Written tasks —
**1)** Copy from the power supply thread, word for word, the part that opens with the words containing "## ebackhus (Apr" and closes with "FOR THE ALLIANCE!".
**2)** In the power supply thread, which Dell model does typo54321 say they have?

Passage —
##########

I'm worried about permanently screwing my PC as it's the only one I have and won't be able to afford a new one for a good while still. Any advice you can offer would be great.


----------



## HawMan (May 12, 2006)

http://www.newegg.com/Product/Product.aspx?Item=N82E16817371002&Tpk=antec+trio+550w


The Computer will only use as much power as it requires - You cannot overpower a system.

:wave:


----------



## Bildo84 (Oct 26, 2007)

Thanks a bunch HawMan for the quick reply.

Will that one fit in my tower? I've got a normal bulky old thing, not one of those ridiculous mini-towers. I know that Dells use ATX, so that seems in order. 

Basically, it seems you know your poop, has this question been asked before in light of Dell's crappy PSUs?


----------



## ebackhus (Apr 21, 2005)

ATX standard includes rules for unit size as well. If you can, pop the current one out and measure the length, width, and height and report back.


----------



## Bildo84 (Oct 26, 2007)

Will try to get that done this weekend. Thanks guys, mucho.

Oh, and FOR THE ALLIANCE!


----------



## typo54321 (May 31, 2008)

I have a dell 4600 with video card, and I just replaced my PSU with a standard ATX PSU ( I actually grabbed it off annother computer of mine). Works fine, no problems.


----------

##########

Excerpted data —
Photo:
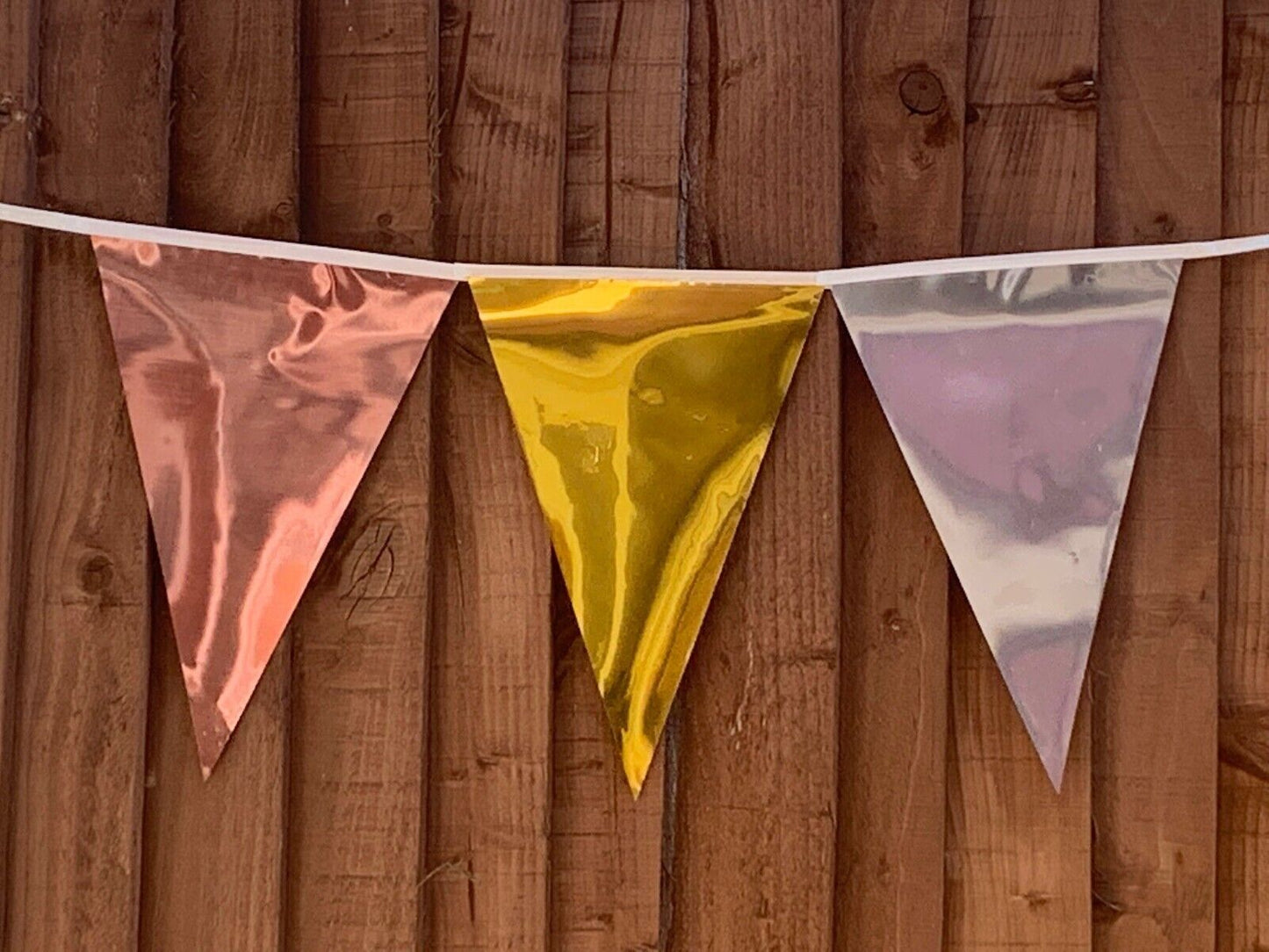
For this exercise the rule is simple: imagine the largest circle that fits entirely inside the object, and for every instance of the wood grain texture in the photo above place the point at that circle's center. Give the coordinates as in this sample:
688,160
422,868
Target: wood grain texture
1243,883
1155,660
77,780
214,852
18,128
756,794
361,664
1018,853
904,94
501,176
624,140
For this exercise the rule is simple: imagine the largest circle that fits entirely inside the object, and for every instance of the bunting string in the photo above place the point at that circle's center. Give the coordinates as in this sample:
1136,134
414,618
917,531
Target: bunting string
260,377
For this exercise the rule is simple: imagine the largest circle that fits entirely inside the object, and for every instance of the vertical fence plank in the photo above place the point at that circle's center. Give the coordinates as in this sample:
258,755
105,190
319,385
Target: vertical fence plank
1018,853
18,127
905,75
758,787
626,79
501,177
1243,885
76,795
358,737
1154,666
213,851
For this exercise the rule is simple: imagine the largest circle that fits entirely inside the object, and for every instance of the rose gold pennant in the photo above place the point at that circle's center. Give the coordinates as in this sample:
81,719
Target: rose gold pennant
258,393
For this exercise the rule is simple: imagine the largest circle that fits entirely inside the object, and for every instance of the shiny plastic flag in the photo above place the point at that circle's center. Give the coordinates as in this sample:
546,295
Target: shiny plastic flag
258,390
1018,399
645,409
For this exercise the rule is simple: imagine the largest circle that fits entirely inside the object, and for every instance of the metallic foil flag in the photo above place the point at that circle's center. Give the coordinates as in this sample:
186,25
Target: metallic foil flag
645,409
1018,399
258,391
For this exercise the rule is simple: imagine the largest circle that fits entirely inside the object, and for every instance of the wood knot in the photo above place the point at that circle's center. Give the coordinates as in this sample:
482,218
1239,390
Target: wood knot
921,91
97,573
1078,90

##########

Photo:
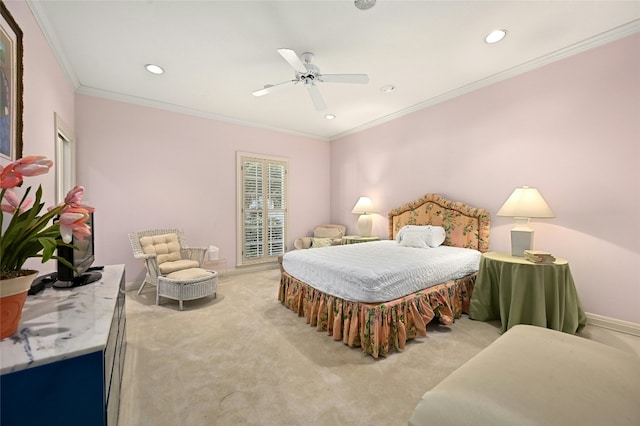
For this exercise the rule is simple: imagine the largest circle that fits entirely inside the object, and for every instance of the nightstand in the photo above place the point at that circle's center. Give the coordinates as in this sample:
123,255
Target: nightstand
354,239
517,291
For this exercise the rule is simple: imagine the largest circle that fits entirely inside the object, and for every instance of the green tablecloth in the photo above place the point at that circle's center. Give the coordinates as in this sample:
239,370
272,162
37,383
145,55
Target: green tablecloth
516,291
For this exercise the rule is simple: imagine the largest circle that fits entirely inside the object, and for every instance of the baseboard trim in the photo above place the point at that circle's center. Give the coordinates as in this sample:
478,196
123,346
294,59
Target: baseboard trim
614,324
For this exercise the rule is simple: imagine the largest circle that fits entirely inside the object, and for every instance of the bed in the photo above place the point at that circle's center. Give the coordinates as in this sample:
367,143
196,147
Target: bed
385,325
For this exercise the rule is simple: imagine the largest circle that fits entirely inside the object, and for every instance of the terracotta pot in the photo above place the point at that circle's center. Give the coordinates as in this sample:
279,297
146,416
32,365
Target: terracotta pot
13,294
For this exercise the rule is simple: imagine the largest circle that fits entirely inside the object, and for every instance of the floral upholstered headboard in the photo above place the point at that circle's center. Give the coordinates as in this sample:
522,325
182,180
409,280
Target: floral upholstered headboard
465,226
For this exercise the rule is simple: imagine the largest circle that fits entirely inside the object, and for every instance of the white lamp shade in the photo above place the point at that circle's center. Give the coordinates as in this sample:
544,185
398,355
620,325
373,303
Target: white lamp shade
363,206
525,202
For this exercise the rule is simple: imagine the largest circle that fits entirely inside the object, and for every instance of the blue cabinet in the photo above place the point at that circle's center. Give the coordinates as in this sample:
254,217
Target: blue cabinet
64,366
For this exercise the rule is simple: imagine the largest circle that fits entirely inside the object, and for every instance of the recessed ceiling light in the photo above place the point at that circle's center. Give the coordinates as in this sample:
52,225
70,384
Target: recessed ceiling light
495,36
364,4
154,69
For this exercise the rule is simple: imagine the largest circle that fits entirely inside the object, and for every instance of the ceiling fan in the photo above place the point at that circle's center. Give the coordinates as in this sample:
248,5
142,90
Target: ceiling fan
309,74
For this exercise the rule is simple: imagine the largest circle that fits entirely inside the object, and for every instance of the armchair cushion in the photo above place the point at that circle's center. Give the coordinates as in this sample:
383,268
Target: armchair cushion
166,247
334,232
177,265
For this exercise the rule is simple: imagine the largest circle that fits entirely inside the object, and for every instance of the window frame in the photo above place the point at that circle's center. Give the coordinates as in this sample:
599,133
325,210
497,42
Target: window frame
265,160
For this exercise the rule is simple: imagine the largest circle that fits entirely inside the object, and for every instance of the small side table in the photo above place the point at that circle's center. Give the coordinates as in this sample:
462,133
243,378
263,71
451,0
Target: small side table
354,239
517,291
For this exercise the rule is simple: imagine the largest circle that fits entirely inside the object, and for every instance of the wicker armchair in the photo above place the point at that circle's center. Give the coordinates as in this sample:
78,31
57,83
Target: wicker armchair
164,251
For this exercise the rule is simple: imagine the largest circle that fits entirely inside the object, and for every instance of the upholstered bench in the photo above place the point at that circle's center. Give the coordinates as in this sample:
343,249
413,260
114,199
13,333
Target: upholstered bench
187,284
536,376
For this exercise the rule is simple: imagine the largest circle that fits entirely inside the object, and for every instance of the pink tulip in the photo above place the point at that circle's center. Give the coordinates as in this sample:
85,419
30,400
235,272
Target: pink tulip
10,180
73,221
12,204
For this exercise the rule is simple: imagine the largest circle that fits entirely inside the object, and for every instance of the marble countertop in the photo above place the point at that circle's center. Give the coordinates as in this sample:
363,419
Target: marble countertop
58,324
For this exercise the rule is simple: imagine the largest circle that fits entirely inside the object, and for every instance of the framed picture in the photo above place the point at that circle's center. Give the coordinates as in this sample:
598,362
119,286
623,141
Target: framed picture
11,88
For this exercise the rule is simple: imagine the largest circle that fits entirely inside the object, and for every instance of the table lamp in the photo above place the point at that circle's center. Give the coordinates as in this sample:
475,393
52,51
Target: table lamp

##########

Expected responses —
**1)**
## ebackhus (Apr 21, 2005)

ATX standard includes rules for unit size as well. If you can, pop the current one out and measure the length, width, and height and report back.


----------



## Bildo84 (Oct 26, 2007)

Will try to get that done this weekend. Thanks guys, mucho.

Oh, and FOR THE ALLIANCE!

**2)** A Dell 4600